■ Supplied passage ■

↓↓↓

# Timetabling Problem



The CP part of this notebook mainly draws from [this](https://developers.google.com/optimization/scheduling/job_shop?hl=en) Google guide.

The dataset used in this notebook is from the University of Brasilia and it's downloadable from [here](https://www.kaggle.com/datasets/danielefm/students-timetables-university-of-brasilia/data?select=student_timetable.csv)

**Note for running this code:** you must install the library (the cell below) and **restart the runtime**, so the `import` command would work as expected.

In [1]:
#!pip install --upgrade --user ortools

In [2]:
# Importing necessary libraries
import pandas as pd
import random
import collections
import time
from ortools.sat.python import cp_model
import warnings
warnings.filterwarnings('ignore')

The goal of this analysis is to set for each course two time-slots in a particular room following some specific constraints.

Data Preprocessing:
In the initial stage of data preprocessing, courses associated with rooms labeled "Missing info" were excluded from the dataset. This decision was based on the assumption that such courses do not take place within the university, making them irrelevant for the timetabling process.

Furthermore, the analysis concentrated exclusively on rooms designated with the identifier "SALA." By isolating rooms with this specific identifier, the preprocessing step intended to prevent the matching of courses that inherently require designated rooms with generic or unsuitable alternatives.

Throughout the whole analysis we assume that every course has 2 weekly meetings of 2 hours each (1 slot per lecture, 2 slots per course).

↑↑↑

■ Given records ■

↓↓↓

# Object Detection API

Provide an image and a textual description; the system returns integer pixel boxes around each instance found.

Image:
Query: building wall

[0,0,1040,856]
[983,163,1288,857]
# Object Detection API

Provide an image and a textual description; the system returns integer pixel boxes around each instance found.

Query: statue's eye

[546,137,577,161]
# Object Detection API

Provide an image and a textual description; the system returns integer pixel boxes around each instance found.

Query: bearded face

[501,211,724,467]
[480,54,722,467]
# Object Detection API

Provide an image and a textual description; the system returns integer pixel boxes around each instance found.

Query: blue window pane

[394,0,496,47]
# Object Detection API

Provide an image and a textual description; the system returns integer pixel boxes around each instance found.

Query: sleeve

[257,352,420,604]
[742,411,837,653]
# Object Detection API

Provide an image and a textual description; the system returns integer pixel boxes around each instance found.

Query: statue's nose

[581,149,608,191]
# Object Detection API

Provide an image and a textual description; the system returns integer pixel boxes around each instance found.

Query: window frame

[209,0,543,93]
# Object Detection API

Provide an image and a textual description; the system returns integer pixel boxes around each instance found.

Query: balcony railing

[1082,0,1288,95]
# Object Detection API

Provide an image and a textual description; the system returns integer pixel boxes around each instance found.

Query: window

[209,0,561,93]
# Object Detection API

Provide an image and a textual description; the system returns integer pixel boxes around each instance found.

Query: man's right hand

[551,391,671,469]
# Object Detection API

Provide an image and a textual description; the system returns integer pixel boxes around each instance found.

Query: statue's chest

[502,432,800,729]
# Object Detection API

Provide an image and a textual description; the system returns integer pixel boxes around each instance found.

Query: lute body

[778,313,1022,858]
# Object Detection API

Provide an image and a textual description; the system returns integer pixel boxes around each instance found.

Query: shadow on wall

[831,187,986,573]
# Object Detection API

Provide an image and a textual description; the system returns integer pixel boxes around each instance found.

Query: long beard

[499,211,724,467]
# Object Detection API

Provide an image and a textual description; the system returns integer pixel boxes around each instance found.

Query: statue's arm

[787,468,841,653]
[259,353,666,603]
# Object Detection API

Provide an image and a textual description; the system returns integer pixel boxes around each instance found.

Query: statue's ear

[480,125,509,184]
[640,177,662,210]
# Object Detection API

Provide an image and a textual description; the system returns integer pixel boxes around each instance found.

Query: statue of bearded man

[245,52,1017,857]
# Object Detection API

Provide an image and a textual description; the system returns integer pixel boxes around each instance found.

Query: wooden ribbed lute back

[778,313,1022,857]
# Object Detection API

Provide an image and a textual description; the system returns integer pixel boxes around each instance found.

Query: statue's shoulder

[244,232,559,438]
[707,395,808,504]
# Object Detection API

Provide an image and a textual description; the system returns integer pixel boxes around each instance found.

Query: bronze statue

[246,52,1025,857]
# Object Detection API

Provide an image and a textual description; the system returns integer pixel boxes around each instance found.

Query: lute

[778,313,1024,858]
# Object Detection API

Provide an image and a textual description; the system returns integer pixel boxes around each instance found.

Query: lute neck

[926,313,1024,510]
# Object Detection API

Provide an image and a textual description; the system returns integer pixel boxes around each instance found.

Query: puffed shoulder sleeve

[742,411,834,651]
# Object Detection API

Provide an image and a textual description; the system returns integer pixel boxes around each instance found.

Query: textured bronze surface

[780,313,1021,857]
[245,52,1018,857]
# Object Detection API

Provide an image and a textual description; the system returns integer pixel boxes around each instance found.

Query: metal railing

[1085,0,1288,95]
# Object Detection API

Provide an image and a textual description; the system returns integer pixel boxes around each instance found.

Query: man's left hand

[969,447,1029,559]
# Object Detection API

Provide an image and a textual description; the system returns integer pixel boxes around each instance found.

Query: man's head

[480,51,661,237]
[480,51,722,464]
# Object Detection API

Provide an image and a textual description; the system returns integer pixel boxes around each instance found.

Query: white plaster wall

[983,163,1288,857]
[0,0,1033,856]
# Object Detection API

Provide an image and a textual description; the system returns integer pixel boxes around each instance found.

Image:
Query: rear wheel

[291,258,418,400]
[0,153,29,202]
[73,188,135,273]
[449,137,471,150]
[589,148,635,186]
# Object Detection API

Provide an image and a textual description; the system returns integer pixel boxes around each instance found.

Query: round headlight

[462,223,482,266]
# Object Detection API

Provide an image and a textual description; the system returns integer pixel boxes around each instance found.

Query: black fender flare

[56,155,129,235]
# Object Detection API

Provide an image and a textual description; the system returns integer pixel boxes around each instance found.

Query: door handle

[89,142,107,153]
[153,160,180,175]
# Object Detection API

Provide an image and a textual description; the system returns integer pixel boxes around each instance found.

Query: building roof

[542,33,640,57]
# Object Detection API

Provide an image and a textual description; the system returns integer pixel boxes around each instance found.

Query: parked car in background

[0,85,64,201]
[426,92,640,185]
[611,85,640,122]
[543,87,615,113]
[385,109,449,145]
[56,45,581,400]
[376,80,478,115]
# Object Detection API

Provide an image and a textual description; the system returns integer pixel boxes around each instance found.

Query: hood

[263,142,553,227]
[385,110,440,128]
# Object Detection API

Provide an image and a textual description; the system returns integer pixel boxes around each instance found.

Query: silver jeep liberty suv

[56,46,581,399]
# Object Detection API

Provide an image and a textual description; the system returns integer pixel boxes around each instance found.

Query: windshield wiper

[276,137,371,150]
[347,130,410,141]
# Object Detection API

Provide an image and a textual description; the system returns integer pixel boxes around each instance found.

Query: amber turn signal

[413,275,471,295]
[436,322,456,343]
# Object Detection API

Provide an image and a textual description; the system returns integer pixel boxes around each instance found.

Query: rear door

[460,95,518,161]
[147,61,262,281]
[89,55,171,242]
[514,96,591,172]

↑↑↑

■ Task details ■
List every module that the import statements in the timetabling notebook bring in. The records are separate from the timetabling notebook.

■ Solution for this exercise ■
- pandas (imported as pd)
- random
- collections
- time
- ortools.sat.python (from which cp_model is imported)
- warnings